▶ _Consigne_:
Recopiez à l'identique, dans l'article ci-dessous sur John Carpenter et Claude Lelouch, le passage allant de « Ces deux cinéastes » jusqu'à « de Los Angeles. ».

▶ _Texte fourni_:
============

John Carpenter et Claude Lelouch. Deux réalisateurs légendaires, deux monstres sacrés du cinéma, que tout oppose. L’un s’est habitué à filmer la mort, qu’elle prenne la forme du tueur implacable Michael Myers (Halloween), d’une créature extraterrestre lovecraftienne (The Thing), ou d’une voiture (Christine). L’autre préfère la vie, l’amour, les amis, parfois les emmerdes (Un homme et une femme, Itinéraire d’un enfant gâté, L’aventure c’est l’aventure…).
Ces deux cinéastes ont pourtant eu l’occasion de se croiser, mais la rencontre ne s’était pas très bien passée. C’est John Carpenter lui-même qui a raconté cette histoire dans Big John. Sorti au milieu des années 2000, ce documentaire suit le réalisateur de New York 1997 déambuler en voiture dans les rues de Los Angeles.
Pendant 1h15, il raconte, parfois la clope au bec, les coulisses de ses films, s’arrête de temps en temps dans les lieux qui ont marqué sa carrière et se livre, sans filtre, sur tout un tas de sujets. Petit florilège : « Les États-Unis n’est pas un pays intellectuel, ne l’a jamais été et ne le sera jamais. » [À Hollywood], si tu ne rapportes pas d’argent, [les producteurs] n’ont pas besoin de toi. À moins d’avoir la classe, ce qui n’est définitivement pas mon cas ! »
« Claude Lelouch était outré que j’ose venir lui parler »
Et puis arrive le moment d’aborder son film Fog, qui avait été sélectionné en compétition du festival international du film fantastique d’Avoriaz en 1980, aux côtés notamment d’un certain Mad Max. « Je suis allé à Avoriaz pour présenter Fog. C’était génial, j’ai pu rencontrer Roman Polanski, un de mes héros, raconte-t-il pendant le documentaire. Mais cela dit, c’était bizarre… Je n’étais pas conscient de la politique derrière les coulisses. La vache… Tout le monde se prenait un peu trop au sérieux. »
Il poursuit : « L’un des jurés à l’époque était Claude Lelouch […]. Je m’approche de lui pour le saluer car j’aimais certains de ses films, particulièrement La bonne année […]. Au moment où je lui dis “bonjour, je suis John Carpenter et je voulais vous dire à quel point je suis touché de vous rencontrer”, il était outré que j’ose venir lui parler, comme si j’essayais d’influencer son vote. Mais je n’en avais strictement rien à foutre de son vote ! C’était juste pour moi l’occasion de rencontrer un cinéaste légendaire et je me suis dit “c’est quoi son problème ?”. Je m’en fichais qu’il vote pour Fog, moi-même je n’aurais pas voté pour Fog, je voulais juste lui faire un compliment… »
À l’arrivée, Fog n’a pas été primé par le jury. L’histoire ne nous dit pas si Claude Lelouch a vraiment milité contre le film de “Big John”, qui repartira tout de même avec le prix de la critique. Un moindre mal quand on sait à quel point Fog est aujourd’hui culte.
« Un des réalisateurs hurlait : “C’est de la pornographie !” »
Quelques années plus tard, John Carpenter franchira l’autre côté de la barrière en devenant en 1995 le président du jury du festival, quand celui-ci avait quitté Avoriaz pour s’installer à Gérardmer. « Mon Dieu… Tout le monde se prenait beaucoup trop au sérieux, se désolait-il. Ça se disputait sur les films, un des réalisateurs hurlait : “C’est de la pornographie !”. Mon Dieu… calmez-vous, fumez un joint ! »
Une chose est sûre, “Big John” n’aime pas se prendre la tête, presque à l’image finalement de Snake Plissken, iconique personnage sans foi ni loi incarné par Kurt Russell dans New York 1997 et Los Angeles 2013. Car John Carpenter, c’est aussi le vestige d’un cinéma “badass”, avide de liberté, qui valorise ces marginaux incapables de se fondre dans la masse.

============

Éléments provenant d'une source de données

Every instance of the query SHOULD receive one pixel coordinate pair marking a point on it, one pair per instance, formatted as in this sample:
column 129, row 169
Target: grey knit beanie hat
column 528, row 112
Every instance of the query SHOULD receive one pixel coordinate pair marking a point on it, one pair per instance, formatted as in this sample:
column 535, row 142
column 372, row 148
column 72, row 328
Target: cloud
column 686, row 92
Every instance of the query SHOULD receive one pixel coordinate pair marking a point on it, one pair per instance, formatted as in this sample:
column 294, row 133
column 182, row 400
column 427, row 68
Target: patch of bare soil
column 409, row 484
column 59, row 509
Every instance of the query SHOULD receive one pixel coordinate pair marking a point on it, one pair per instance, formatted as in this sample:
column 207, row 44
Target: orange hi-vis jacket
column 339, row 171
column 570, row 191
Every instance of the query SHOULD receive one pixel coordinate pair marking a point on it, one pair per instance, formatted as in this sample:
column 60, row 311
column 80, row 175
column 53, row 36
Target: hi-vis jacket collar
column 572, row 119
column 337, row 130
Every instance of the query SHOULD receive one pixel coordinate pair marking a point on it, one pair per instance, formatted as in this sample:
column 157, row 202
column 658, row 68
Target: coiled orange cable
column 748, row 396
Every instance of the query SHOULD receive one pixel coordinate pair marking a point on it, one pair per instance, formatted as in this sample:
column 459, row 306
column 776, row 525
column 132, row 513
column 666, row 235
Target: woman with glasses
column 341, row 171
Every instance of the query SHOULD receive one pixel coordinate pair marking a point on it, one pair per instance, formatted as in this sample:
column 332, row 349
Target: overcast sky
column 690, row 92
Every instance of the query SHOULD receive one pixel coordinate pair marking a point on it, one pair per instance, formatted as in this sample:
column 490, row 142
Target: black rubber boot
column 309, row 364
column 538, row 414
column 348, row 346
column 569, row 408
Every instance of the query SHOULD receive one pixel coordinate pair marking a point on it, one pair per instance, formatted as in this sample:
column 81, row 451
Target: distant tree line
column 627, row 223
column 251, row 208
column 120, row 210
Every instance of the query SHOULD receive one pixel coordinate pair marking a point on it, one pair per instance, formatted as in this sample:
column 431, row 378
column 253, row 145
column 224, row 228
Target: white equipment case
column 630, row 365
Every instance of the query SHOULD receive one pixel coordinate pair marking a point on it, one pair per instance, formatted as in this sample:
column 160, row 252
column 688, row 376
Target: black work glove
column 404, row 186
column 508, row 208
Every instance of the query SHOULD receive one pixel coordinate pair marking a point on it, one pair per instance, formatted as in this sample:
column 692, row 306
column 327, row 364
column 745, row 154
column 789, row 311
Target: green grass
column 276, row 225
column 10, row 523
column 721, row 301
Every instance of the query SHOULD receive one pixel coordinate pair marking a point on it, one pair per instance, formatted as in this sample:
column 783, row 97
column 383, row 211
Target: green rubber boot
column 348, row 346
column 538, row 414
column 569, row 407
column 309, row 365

============

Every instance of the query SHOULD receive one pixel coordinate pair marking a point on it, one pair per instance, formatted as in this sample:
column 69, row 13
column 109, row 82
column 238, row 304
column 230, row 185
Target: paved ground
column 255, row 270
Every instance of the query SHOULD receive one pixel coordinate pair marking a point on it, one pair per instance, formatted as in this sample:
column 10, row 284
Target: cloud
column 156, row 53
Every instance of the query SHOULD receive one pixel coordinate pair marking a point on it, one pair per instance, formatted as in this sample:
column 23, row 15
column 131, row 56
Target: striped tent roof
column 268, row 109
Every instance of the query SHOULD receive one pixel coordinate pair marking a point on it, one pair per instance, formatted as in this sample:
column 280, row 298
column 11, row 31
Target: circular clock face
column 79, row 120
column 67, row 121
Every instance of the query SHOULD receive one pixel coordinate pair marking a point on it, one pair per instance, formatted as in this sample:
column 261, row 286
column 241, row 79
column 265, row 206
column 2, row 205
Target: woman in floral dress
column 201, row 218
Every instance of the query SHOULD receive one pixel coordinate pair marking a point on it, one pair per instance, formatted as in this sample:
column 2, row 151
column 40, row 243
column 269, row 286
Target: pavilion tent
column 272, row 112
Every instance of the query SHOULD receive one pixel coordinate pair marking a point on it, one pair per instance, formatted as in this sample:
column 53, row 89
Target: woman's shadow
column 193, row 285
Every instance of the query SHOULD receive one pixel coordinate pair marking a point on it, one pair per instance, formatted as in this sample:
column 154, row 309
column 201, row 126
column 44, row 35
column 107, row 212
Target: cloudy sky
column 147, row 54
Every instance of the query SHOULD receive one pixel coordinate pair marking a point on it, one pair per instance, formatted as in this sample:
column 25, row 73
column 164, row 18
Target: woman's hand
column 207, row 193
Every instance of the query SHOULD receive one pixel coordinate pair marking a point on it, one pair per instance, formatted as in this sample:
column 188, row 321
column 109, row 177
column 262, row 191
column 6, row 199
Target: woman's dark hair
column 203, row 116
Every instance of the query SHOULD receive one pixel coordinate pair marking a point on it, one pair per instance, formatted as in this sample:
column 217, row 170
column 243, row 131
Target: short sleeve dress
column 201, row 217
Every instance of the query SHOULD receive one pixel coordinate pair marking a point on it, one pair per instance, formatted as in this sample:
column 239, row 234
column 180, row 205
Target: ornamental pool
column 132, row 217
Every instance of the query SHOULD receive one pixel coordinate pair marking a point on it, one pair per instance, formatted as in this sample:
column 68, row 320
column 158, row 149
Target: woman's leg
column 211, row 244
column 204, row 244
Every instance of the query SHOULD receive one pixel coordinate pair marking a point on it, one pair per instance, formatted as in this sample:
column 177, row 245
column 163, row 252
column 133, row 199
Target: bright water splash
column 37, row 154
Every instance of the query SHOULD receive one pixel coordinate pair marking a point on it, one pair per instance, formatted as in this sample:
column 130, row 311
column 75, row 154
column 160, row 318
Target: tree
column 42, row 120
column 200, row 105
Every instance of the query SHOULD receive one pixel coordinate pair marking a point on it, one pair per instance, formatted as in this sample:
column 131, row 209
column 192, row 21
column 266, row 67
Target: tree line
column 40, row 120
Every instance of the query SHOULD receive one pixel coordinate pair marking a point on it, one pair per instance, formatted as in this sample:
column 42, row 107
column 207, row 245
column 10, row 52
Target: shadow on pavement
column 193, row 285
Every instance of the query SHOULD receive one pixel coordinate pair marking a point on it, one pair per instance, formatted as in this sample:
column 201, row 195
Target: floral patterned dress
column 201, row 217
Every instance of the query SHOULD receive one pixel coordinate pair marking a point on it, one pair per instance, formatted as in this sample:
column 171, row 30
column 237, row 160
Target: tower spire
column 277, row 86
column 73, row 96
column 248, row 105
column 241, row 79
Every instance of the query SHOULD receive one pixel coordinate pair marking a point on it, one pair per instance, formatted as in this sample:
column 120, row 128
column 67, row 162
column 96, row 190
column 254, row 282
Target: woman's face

============

▶ _Réponse attendue_:
Ces deux cinéastes ont pourtant eu l’occasion de se croiser, mais la rencontre ne s’était pas très bien passée. C’est John Carpenter lui-même qui a raconté cette histoire dans Big John. Sorti au milieu des années 2000, ce documentaire suit le réalisateur de New York 1997 déambuler en voiture dans les rues de Los Angeles.